■ TASK ITEM ■
Would you output all the data exactly as it stands?

■ THE DATA ■

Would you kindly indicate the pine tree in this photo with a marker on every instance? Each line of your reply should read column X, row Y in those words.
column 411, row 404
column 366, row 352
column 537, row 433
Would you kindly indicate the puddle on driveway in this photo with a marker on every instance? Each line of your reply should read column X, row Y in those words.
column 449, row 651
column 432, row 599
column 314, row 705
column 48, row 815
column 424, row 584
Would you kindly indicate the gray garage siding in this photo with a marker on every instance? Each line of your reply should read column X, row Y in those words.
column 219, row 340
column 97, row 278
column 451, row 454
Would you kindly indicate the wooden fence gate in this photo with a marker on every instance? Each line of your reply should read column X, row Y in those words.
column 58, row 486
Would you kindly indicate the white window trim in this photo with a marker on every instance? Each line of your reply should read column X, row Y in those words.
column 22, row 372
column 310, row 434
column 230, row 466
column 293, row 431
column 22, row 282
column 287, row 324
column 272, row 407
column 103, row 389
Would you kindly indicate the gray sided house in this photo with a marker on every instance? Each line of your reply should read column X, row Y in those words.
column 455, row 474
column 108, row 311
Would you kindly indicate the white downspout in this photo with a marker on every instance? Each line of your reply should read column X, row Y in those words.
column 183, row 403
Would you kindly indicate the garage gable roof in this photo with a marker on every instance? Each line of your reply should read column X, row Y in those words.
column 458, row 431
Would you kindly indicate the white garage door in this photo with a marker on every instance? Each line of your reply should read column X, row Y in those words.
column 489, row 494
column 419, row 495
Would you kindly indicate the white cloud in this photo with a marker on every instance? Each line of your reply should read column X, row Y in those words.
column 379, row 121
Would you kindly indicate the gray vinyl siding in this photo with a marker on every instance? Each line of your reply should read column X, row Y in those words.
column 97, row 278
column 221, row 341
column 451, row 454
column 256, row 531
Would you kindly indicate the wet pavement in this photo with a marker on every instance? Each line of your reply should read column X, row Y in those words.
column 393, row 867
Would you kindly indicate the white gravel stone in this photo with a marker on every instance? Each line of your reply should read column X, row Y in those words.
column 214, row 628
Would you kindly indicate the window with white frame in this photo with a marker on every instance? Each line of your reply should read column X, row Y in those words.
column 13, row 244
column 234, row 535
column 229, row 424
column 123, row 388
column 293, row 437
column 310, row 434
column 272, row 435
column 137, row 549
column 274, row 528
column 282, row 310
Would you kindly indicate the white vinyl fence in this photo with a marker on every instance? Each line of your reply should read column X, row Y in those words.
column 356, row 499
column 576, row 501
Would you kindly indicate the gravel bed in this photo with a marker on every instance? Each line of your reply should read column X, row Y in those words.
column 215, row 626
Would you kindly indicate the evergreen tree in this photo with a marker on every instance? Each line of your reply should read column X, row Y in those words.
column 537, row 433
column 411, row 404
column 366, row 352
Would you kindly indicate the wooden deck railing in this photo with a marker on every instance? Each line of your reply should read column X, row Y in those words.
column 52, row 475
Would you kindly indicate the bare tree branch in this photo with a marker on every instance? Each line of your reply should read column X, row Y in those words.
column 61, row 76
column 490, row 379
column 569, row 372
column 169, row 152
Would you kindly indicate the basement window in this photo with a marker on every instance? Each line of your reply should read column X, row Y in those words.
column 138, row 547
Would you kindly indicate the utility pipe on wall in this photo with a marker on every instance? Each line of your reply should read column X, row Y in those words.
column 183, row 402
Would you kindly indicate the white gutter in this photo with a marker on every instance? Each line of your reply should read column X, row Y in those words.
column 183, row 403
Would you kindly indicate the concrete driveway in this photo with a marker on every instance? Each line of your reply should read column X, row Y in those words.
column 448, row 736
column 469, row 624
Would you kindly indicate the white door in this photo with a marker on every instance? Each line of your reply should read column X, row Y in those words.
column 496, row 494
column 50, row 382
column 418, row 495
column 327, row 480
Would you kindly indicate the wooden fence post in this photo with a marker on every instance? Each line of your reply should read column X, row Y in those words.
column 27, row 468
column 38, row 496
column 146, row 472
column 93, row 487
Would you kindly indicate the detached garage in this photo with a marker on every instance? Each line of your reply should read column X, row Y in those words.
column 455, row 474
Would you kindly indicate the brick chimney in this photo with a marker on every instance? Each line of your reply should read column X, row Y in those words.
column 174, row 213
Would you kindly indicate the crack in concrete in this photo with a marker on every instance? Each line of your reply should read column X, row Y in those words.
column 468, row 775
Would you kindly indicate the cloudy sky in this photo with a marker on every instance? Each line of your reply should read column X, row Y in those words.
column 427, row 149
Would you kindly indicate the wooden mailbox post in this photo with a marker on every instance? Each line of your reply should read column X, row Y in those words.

■ TASK RESPONSE ■
Would you kindly indicate the pine tree in this photo with a marker on every instance? Each line of your reply should read column X, row Y in those words.
column 411, row 404
column 366, row 352
column 537, row 433
Would you kindly indicate the puddle on driveway in this photo with a marker on every instance? Each line of your reply should read column X, row Y in those words.
column 449, row 651
column 432, row 599
column 314, row 705
column 48, row 815
column 424, row 584
Would you kindly indicate the gray garage siding in this photo with a marker on every instance? Each line of your reply should read column X, row Y in those words.
column 219, row 340
column 97, row 278
column 451, row 454
Would you kindly indicate the wooden fence gate in this photo with a marker on every instance? Each line of your reply should read column X, row Y in those words.
column 58, row 486
Would you kindly indicate the white window trim in this photo with a marker on every instance? Each line of your reply should read column X, row Y in those words.
column 22, row 372
column 310, row 434
column 230, row 466
column 293, row 431
column 22, row 282
column 287, row 324
column 272, row 407
column 103, row 389
Would you kindly indicate the gray sided house in this photo with a marker on every instance? Each line of your reply should read column X, row Y in those words.
column 455, row 474
column 108, row 311
Would you kindly indicate the white downspout in this photo with a marker on every instance? Each line of your reply should read column X, row Y in those words.
column 183, row 403
Would you kindly indicate the garage gable roof in this photo with a marker on every instance? Each line of your reply should read column X, row Y in those words.
column 458, row 431
Would you kindly indicate the white garage door in this photo with a marker on every instance? Each line of your reply should read column X, row Y in those words.
column 489, row 494
column 419, row 495
Would you kindly indicate the white cloud in this photo with a marker on every instance? Each line of your reply should read column X, row Y in those words.
column 379, row 121
Would you kindly indicate the gray vinyl siding in this photo with a marker on every instance? Each line of your reply should read column X, row Y in those words.
column 97, row 278
column 221, row 341
column 451, row 454
column 256, row 531
Would you kindly indicate the wet pavement in this photo with a marker on every instance? Each line of your reply should read column X, row Y in those words.
column 393, row 867
Would you kindly indicate the white gravel stone in this photo with a marker on every instance? Each line of your reply should read column X, row Y in those words.
column 214, row 628
Would you kindly indicate the window with white frame in this photo with a marker on every instance? Each line of your reply should read column X, row Y in those words.
column 13, row 244
column 234, row 535
column 229, row 424
column 123, row 388
column 293, row 437
column 310, row 434
column 272, row 435
column 137, row 549
column 274, row 528
column 282, row 310
Would you kindly indicate the white vinyl fence in this photo with a marker on every instance? Each line of your reply should read column X, row Y in those words.
column 356, row 499
column 576, row 501
Would you kindly indicate the gravel bed in this photo with a marker on every instance? Each line of your reply should read column X, row Y in those words.
column 215, row 626
Would you kindly indicate the evergreen tree in this photo with a marker on every instance? Each line of your reply should read column X, row Y in those words.
column 537, row 433
column 411, row 404
column 366, row 352
Would you kindly indicate the wooden deck railing in this photo with a marker on every instance? Each line of your reply should read column X, row Y in those words.
column 52, row 475
Would you kindly indicate the bare tree branch in this photo with a marker on every instance? Each line of your reply should read column X, row Y in those words.
column 61, row 76
column 490, row 379
column 569, row 372
column 169, row 152
Would you kindly indicate the basement window in this photo with a marker on every instance? Each line of your reply should read column X, row Y in those words.
column 138, row 547
Would you kindly indicate the utility pipe on wall in this photo with a marker on every instance? Each line of your reply should read column X, row Y in those words.
column 183, row 402
Would you kindly indicate the white gutter in this photo with a marker on every instance? Each line of your reply should read column X, row Y in those words.
column 183, row 403
Would you kindly indicate the concrete driveway in this photo with a marker on every instance? Each line of your reply should read column X, row Y in those words.
column 448, row 736
column 469, row 624
Would you kindly indicate the white door in this photo with a marker on every instance? Each line of your reply should read column X, row Y in those words.
column 496, row 494
column 50, row 382
column 418, row 495
column 327, row 480
Would you kindly indicate the wooden fence post in this photo with a marker on every instance? Each line of your reply should read column X, row Y in those words.
column 27, row 468
column 38, row 496
column 146, row 472
column 93, row 487
Would you kindly indicate the detached garage in this photo with a marker on every instance? Each line of your reply should read column X, row Y in those words.
column 455, row 474
Would you kindly indicate the brick chimney in this photo with a marker on every instance? Each line of your reply should read column X, row Y in those words.
column 174, row 213
Would you kindly indicate the crack in concrete in this photo with a marker on every instance? Each line of your reply should read column X, row Y in those words.
column 468, row 775
Would you kindly indicate the cloudy sky in this photo with a marker on every instance? Each line of your reply should read column X, row Y in those words.
column 427, row 149
Would you kindly indicate the wooden mailbox post in this photo with a marker on every instance? Each line of your reply should read column X, row Y in those words.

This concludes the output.